### Work instructions:
A - Answer these from the email reply about jokes:
(i) What kind of reaction do several theorists say laughter predominately is?
(ii) Besides difficult, what does the writer say it is *VERY* to exchange whole concepts?
(iii) What day and date does the quoted original message show in its "Sent" line?
B - Reproduce word for word the stretch of the email reply about jokes from "I don't know" through "concepts (common culture).".
C - Write the next part of the email reply about jokes, continuing from the point where it stops.

### Quoted text:
* START *
Stripping away a lot of your point here, I just want to point out how many "jokes" are memorized fragments.

Several theorists have pointed out that laughter is predominately a "surprise" reaction when your brain has started off down one path and then suddenly been shown that it's "going the wrong way".

A large part of what is going on here is using a large database.

I don't know whether I would call it a database or a concept-store. I make the distinction because I think that your "limit<ed> amount of originality that anyone shows in common discourse" is because it is very difficult (or rather, not difficult but *VERY* time-consuming) to exchange whole concepts rather than just labels for pre-existing concepts (common culture).

I would also disgree with your statement that "human speech is very largely reproductions of chunks that have been previously encountered, where the size of the chunk is usually larger than a single word, or even pair of words." Human speech spends a lot of time referring to and modifying concepts but it virtually never attempts to reproduce them (unless one is attempting to teach them to someone who doesn't know them).


----- Original Message ----- From: "Charles D Hixson" <[EMAIL PROTECTED]>
To: <[email protected]>
Sent: Monday, April 30, 2007 3:44 PM
Subject: Re: [agi] HOW ADAPTIVE ARE YOU [NOVAMENTE] BEN?


Stripping away a lot of your point here, I just want to point out how many "jokes" are memorized fragments. A large part of what is going on here is using a large database. I'm not disparaging your point about pattern matching being necessary, but one normally pattern matches and returns a "pre-computed" result rather than constructing a new result from scratch. This works well for two complimentary reasons: 1) The results that you've stored will already have been filtered to meet some minimal quality standard (and you will have had time to assess their quality off-line) 2) The results that are "part of the common culture" are more easily recognized and processed by the others with whom you interact.
* END *
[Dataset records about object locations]
* START *
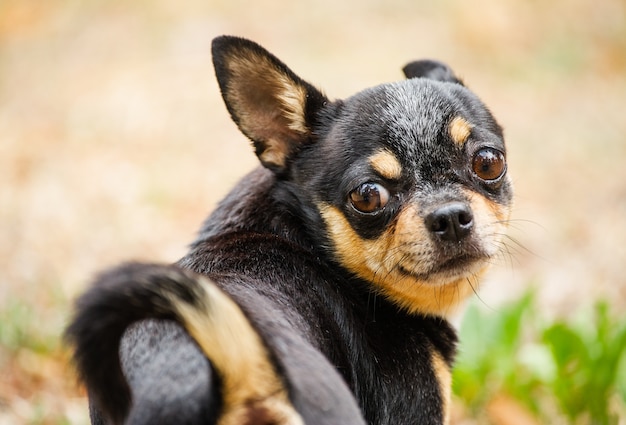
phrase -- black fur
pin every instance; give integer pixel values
(347, 354)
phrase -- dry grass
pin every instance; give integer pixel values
(114, 142)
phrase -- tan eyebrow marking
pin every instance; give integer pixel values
(386, 164)
(460, 130)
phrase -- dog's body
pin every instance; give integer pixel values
(319, 287)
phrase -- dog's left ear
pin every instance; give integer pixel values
(431, 69)
(269, 103)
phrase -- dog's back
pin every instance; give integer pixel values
(319, 287)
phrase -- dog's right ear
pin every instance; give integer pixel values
(269, 103)
(431, 69)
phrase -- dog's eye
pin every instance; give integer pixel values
(489, 164)
(369, 197)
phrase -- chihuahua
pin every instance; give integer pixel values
(319, 289)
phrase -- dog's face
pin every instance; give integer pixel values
(404, 184)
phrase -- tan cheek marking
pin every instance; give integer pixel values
(444, 377)
(460, 130)
(376, 261)
(386, 164)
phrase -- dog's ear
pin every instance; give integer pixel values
(431, 69)
(269, 103)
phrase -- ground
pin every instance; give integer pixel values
(114, 142)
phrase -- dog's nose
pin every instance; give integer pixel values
(451, 222)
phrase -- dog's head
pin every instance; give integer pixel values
(404, 184)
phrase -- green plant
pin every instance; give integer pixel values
(569, 370)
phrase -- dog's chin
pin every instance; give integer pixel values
(450, 270)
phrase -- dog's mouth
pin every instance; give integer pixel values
(448, 269)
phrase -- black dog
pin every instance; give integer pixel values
(317, 292)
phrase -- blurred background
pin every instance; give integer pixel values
(115, 144)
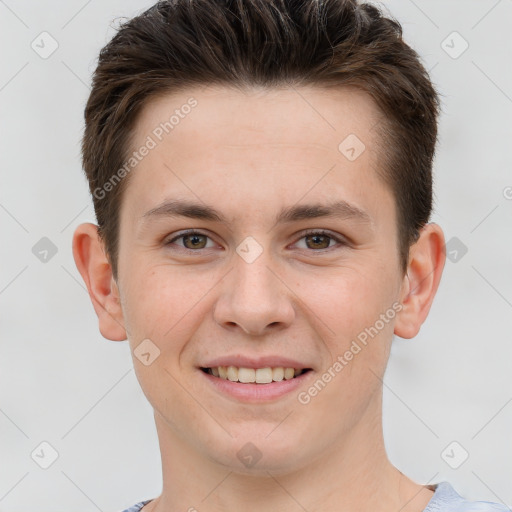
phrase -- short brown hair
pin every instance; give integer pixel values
(177, 44)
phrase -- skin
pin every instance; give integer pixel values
(250, 154)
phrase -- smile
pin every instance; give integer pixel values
(254, 375)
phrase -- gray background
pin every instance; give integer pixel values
(62, 383)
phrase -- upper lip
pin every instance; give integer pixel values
(241, 361)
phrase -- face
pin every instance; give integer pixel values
(253, 277)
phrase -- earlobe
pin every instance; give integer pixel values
(96, 272)
(426, 262)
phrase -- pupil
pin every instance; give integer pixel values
(194, 239)
(316, 239)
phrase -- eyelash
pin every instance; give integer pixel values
(305, 234)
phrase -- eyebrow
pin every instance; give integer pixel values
(193, 210)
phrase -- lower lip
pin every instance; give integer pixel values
(257, 392)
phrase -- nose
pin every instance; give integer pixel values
(254, 298)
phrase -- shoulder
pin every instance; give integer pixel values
(446, 499)
(137, 507)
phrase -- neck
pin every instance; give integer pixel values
(354, 474)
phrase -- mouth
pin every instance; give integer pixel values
(261, 376)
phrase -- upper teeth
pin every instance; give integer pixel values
(260, 375)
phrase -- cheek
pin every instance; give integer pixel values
(163, 303)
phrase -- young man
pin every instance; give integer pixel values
(261, 176)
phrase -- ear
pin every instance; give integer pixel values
(96, 272)
(426, 262)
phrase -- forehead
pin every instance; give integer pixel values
(260, 142)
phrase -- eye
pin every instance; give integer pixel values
(320, 240)
(191, 240)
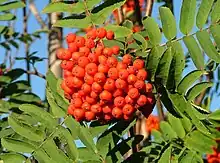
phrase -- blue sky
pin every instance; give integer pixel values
(40, 45)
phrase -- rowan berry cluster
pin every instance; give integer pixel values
(152, 122)
(97, 84)
(128, 8)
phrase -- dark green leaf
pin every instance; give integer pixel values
(11, 5)
(167, 131)
(166, 156)
(6, 132)
(215, 33)
(207, 45)
(7, 17)
(215, 14)
(186, 124)
(168, 23)
(55, 109)
(195, 51)
(17, 145)
(164, 67)
(203, 13)
(140, 40)
(193, 92)
(56, 154)
(176, 126)
(27, 131)
(12, 158)
(86, 155)
(188, 80)
(119, 31)
(215, 115)
(42, 115)
(153, 31)
(153, 60)
(177, 66)
(199, 142)
(187, 16)
(102, 12)
(76, 21)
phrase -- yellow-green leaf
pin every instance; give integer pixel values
(203, 13)
(168, 23)
(207, 45)
(195, 51)
(187, 16)
(153, 30)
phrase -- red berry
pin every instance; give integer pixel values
(105, 95)
(110, 35)
(117, 112)
(142, 74)
(128, 109)
(80, 41)
(67, 65)
(91, 69)
(133, 93)
(83, 61)
(142, 100)
(89, 116)
(112, 62)
(119, 101)
(149, 87)
(107, 52)
(90, 43)
(113, 73)
(127, 59)
(139, 64)
(116, 50)
(79, 114)
(101, 32)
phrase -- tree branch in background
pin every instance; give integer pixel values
(35, 12)
(149, 7)
(25, 31)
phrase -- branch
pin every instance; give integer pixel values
(149, 7)
(35, 12)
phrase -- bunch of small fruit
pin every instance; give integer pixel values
(98, 85)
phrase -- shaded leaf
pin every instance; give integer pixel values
(153, 30)
(17, 145)
(177, 66)
(168, 23)
(195, 51)
(11, 5)
(164, 67)
(215, 33)
(166, 155)
(193, 92)
(25, 130)
(203, 12)
(12, 158)
(188, 80)
(215, 14)
(176, 126)
(167, 131)
(119, 31)
(153, 60)
(187, 16)
(207, 45)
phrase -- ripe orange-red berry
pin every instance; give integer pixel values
(133, 93)
(117, 112)
(91, 69)
(70, 38)
(138, 63)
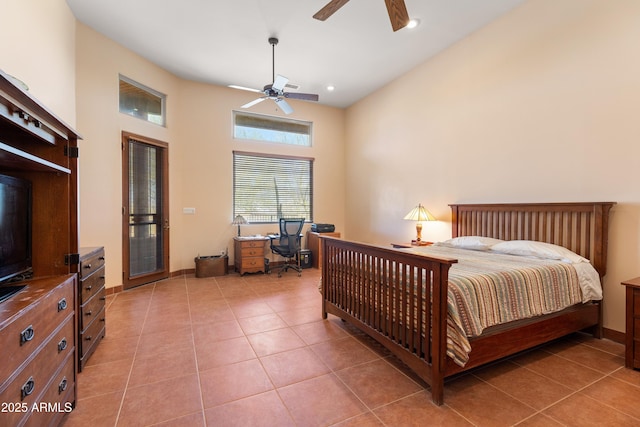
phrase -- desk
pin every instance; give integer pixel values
(249, 254)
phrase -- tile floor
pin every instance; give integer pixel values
(254, 351)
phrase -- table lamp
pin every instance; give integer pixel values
(239, 220)
(419, 213)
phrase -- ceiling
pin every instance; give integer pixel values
(225, 42)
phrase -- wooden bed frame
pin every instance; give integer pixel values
(358, 287)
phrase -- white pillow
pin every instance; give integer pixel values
(478, 243)
(537, 249)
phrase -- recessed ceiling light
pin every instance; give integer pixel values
(413, 23)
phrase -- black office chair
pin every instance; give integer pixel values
(288, 245)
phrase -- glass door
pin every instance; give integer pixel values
(145, 211)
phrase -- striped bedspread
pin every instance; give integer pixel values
(487, 289)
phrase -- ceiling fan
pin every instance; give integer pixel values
(396, 8)
(275, 90)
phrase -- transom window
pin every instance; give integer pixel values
(142, 102)
(265, 128)
(268, 187)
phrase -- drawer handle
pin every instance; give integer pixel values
(27, 388)
(62, 386)
(27, 335)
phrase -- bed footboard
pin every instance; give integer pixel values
(397, 298)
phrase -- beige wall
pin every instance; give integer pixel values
(199, 134)
(38, 47)
(541, 105)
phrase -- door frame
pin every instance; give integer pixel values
(127, 280)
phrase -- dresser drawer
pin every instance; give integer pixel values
(92, 284)
(90, 262)
(33, 326)
(92, 334)
(90, 310)
(28, 385)
(59, 397)
(248, 264)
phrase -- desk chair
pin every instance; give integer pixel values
(288, 244)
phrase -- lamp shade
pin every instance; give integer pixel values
(419, 213)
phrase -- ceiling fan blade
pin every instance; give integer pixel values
(254, 102)
(397, 13)
(303, 96)
(279, 83)
(245, 88)
(331, 8)
(284, 106)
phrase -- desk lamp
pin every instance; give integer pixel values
(419, 213)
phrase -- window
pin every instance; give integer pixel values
(268, 187)
(259, 127)
(142, 102)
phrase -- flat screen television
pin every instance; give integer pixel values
(15, 227)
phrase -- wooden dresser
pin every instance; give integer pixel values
(249, 254)
(314, 244)
(37, 338)
(632, 340)
(38, 326)
(91, 302)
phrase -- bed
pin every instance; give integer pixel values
(400, 297)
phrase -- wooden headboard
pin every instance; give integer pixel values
(580, 227)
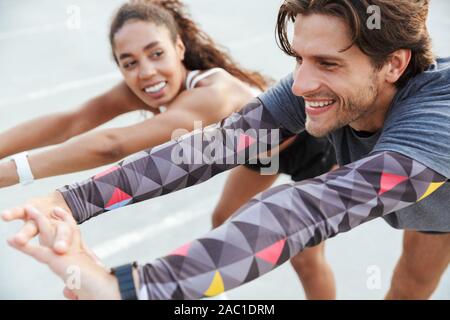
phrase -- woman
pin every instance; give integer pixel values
(160, 51)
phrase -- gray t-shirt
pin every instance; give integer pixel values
(417, 125)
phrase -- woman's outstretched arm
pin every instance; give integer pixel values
(184, 162)
(59, 127)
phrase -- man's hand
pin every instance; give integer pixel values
(94, 281)
(46, 207)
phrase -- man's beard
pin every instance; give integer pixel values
(350, 110)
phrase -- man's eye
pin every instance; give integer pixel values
(328, 64)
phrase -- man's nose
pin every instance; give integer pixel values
(305, 80)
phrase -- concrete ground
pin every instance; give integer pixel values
(49, 63)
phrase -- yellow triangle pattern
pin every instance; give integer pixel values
(432, 188)
(217, 287)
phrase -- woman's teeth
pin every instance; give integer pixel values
* END *
### Expected results:
A -
(i) A "surprise" reaction.
(ii) Time-consuming.
(iii) Monday, April 30, 2007.

B -
I don't know whether I would call it a database or a concept-store. I make the distinction because I think that your "limit<ed> amount of originality that anyone shows in common discourse" is because it is very difficult (or rather, not difficult but *VERY* time-consuming) to exchange whole concepts rather than just labels for pre-existing concepts (common culture).

C -
These two reasons act together to limit the amount of originality that anyone shows in common discourse. (Humorists spend a lot of time polishing their jokes before they present them to a wide audience.)

I would assert that this same process operates in all areas of metaphor. I.e., that human speech is very largely reproductions of chunks that have been previously encountered, where the size of the chunk is usually larger than a single word, or even pair of words.

Mike Tintner wrote:
Mike,

There is something fascinating going on here - if you could suspend your desire for precision, you might see that you are at least half-consciously offering contributions as well as objections. (Tune in to your constructive side).

I remember thinking that you were probably undercutting yourself with the example of the elephant and the chair. Here you certainly are.

What you offered was a fine example of human adaptivity. Your wife took a fairly straightforward sentence "How would you feel about fencing in our yard?" and found a new kind of meaning for it - a new and surprising kind of way of achieving the goal of understanding it - switched from the obvious meaning of fencing to the fighting meaning. That's classic adaptivity.

Jokes do this all the time - see Arthur Koestler's The Ghost in the Machine. They are another form of adaptivity/ creativity.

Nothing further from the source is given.